Goal:
Put the lines of the records below, from the line with "Would you kindly put a point on the croton" up to and including the line with "point(158, 274)", into a JSON list of strings, one string per line, with blank lines left out.

◇ ◇ ◇ ◇ ◇

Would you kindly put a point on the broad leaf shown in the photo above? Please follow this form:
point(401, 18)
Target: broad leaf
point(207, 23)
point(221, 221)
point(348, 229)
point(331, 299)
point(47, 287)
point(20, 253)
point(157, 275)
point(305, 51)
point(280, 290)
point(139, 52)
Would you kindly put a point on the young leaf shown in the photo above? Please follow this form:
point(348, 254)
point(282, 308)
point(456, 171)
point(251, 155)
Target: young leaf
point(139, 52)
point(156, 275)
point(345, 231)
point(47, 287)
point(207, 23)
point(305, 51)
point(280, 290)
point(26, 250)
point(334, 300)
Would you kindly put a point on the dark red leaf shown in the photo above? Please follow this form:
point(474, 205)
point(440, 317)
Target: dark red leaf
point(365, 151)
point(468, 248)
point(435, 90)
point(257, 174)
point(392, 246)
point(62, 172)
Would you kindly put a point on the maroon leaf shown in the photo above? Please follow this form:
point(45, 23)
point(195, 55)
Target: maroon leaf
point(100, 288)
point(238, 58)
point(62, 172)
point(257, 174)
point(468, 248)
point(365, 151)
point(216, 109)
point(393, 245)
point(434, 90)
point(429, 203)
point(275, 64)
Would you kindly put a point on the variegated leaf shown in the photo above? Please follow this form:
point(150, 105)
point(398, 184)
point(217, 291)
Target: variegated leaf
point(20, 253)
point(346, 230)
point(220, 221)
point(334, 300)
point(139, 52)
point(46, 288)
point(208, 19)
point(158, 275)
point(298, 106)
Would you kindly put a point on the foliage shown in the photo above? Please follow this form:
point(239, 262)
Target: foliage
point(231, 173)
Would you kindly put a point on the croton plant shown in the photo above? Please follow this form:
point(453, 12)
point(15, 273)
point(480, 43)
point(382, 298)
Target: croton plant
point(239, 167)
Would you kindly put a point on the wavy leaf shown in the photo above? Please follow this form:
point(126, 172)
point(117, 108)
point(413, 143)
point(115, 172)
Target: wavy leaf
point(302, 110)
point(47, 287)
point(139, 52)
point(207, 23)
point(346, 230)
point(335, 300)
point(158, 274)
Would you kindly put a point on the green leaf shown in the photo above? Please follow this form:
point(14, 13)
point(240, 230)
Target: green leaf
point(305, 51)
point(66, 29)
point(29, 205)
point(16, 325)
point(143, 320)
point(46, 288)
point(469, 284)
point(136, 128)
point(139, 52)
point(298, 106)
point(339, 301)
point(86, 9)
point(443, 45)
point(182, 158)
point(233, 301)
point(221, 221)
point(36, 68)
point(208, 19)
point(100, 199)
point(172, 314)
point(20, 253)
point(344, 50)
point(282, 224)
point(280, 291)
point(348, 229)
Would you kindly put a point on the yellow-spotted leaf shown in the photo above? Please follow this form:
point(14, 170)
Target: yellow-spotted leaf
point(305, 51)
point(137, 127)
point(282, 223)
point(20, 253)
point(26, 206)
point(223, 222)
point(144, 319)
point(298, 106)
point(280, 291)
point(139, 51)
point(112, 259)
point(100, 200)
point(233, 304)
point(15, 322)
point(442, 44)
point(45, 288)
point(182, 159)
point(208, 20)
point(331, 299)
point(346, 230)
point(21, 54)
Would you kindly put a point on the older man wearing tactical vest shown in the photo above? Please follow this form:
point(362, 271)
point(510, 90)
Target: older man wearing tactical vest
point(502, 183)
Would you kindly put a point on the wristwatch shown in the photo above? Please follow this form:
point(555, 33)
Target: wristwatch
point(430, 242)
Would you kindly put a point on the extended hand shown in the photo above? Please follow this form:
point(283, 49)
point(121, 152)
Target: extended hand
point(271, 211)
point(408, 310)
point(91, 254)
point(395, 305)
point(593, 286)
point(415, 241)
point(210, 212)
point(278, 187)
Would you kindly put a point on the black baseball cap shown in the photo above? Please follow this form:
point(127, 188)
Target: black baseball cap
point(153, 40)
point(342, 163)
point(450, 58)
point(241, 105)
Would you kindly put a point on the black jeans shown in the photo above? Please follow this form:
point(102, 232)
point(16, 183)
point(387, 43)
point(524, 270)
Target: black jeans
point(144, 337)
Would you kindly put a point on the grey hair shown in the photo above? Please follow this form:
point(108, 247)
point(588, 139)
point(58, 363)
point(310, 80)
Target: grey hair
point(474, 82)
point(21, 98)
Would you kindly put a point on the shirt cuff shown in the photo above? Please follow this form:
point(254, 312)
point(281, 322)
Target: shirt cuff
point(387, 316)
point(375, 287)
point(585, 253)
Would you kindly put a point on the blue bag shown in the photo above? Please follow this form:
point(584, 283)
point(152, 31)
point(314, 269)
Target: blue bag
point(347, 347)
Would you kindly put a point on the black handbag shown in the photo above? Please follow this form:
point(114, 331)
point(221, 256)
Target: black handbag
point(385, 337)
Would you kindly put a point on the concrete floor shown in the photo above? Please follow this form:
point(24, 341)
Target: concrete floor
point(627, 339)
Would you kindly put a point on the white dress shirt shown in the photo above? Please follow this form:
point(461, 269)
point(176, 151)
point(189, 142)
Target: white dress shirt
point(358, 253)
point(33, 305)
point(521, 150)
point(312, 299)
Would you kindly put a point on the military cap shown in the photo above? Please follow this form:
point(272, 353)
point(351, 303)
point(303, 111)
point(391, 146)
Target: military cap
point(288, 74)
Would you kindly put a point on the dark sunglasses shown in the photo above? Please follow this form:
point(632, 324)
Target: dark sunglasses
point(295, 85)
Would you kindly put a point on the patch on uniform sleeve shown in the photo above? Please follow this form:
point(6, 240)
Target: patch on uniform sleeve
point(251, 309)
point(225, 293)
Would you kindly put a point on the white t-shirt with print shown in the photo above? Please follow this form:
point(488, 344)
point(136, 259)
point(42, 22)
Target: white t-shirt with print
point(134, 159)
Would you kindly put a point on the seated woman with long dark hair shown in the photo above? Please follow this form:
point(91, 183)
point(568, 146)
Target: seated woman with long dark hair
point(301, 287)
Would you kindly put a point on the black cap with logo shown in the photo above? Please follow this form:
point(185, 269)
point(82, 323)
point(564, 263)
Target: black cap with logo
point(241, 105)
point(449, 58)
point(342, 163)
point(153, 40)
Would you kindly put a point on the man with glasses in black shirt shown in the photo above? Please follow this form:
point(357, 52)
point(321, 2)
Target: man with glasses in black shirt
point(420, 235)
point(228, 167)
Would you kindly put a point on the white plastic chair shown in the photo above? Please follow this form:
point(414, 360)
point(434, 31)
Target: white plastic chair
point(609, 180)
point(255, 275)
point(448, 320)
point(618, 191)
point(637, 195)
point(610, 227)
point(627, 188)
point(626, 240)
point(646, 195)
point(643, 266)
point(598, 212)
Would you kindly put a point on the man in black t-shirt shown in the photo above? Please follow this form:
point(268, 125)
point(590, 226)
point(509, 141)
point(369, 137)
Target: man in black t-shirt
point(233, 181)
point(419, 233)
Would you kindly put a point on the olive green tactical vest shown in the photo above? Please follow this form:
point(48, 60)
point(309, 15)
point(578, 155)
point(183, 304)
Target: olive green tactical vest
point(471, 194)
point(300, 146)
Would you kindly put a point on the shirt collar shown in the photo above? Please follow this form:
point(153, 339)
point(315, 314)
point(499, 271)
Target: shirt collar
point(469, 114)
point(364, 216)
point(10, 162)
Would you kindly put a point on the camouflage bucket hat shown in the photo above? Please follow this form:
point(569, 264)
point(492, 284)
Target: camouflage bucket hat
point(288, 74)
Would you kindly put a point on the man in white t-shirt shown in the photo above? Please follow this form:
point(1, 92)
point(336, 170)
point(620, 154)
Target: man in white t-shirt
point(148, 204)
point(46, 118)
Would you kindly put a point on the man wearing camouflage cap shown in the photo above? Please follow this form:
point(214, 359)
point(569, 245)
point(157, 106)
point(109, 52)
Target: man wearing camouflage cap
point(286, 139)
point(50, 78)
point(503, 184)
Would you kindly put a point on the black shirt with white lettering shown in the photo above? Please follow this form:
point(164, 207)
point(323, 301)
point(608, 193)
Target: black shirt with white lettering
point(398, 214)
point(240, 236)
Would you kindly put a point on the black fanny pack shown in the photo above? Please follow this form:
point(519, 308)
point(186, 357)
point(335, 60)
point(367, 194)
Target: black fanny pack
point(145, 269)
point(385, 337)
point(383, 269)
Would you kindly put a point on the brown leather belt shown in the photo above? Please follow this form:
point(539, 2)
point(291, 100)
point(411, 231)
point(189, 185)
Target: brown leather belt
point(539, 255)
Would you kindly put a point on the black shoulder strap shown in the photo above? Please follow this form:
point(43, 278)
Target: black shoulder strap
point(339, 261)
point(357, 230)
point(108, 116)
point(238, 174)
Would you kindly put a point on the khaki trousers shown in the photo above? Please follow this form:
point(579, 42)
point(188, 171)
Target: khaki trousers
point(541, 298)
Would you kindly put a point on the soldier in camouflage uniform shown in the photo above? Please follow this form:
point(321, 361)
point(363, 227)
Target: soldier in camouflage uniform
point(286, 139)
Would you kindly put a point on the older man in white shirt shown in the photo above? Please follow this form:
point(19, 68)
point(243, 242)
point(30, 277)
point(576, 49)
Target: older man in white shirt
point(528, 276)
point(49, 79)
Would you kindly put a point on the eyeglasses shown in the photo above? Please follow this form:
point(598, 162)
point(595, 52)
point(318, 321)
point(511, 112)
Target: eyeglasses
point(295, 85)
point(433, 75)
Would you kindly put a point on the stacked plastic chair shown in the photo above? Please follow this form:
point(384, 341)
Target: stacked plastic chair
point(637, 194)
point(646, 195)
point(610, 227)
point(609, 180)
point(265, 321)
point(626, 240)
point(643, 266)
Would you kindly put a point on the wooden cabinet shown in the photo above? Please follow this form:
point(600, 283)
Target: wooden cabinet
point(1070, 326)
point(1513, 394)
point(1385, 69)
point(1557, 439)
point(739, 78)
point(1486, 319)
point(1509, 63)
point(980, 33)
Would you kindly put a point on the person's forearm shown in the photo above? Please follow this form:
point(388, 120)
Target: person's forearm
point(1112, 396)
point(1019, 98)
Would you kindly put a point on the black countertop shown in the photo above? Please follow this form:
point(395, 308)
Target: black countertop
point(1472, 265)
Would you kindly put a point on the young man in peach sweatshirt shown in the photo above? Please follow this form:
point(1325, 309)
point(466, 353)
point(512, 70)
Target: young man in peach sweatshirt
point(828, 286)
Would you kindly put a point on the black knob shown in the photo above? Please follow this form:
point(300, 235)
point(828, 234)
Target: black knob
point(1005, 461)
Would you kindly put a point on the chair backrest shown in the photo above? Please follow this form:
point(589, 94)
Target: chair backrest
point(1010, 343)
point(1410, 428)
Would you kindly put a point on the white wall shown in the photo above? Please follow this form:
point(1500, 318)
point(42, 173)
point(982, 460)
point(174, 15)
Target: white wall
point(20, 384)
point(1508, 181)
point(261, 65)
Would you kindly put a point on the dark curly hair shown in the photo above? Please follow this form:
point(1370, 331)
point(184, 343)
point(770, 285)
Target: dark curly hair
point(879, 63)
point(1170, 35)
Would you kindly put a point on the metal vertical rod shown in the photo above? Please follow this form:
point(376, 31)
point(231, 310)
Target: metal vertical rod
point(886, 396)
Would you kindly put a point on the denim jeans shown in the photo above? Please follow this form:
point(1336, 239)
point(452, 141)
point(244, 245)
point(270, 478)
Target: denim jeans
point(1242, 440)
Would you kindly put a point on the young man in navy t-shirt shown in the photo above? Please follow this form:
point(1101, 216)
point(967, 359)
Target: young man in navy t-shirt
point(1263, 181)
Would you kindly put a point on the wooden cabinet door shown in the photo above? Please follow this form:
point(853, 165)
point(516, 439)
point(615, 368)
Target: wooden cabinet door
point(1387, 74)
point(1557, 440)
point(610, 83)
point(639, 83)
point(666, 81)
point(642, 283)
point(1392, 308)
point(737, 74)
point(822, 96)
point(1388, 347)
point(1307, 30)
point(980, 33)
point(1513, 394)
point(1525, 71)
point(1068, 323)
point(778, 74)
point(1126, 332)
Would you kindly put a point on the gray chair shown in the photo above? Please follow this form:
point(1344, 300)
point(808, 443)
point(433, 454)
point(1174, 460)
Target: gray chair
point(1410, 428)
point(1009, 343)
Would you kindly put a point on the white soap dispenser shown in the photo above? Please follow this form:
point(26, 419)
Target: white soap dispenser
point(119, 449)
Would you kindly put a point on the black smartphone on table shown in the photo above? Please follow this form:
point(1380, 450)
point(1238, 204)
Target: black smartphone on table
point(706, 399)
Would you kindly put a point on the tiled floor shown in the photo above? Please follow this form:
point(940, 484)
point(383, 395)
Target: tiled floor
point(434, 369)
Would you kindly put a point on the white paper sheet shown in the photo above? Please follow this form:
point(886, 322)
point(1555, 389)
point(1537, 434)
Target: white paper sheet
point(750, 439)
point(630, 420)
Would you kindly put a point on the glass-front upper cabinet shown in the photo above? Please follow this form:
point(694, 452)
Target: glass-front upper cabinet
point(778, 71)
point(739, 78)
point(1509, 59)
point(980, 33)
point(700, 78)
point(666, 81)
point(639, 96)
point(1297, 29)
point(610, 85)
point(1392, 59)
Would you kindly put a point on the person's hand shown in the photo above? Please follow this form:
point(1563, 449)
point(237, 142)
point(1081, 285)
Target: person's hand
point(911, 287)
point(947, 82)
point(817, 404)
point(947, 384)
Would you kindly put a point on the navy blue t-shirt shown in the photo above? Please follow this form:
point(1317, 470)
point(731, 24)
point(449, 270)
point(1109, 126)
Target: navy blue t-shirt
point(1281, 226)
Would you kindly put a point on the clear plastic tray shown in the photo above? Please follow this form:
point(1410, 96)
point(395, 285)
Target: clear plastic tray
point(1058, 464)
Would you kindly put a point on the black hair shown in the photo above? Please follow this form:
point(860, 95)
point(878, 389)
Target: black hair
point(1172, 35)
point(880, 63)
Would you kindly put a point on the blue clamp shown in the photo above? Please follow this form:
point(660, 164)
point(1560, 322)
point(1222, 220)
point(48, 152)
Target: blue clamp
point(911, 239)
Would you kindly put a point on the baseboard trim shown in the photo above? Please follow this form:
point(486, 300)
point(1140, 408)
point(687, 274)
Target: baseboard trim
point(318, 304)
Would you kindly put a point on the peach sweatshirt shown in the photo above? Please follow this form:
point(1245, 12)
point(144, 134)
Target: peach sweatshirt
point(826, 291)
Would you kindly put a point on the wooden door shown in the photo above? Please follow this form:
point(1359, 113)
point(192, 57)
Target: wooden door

◇ ◇ ◇ ◇ ◇

Exercise result:
[
  "Would you kindly put a point on the croton plant shown in the photo above? Please follow this form:",
  "point(453, 12)",
  "point(15, 273)",
  "point(480, 43)",
  "point(382, 298)",
  "Target: croton plant",
  "point(239, 167)",
  "Would you kindly put a point on the wavy leaf shown in the photo above? Please follow this form:",
  "point(126, 172)",
  "point(117, 108)",
  "point(413, 143)",
  "point(115, 172)",
  "Target: wavy leaf",
  "point(302, 110)",
  "point(47, 287)",
  "point(139, 52)",
  "point(207, 23)",
  "point(346, 230)",
  "point(335, 300)",
  "point(158, 274)"
]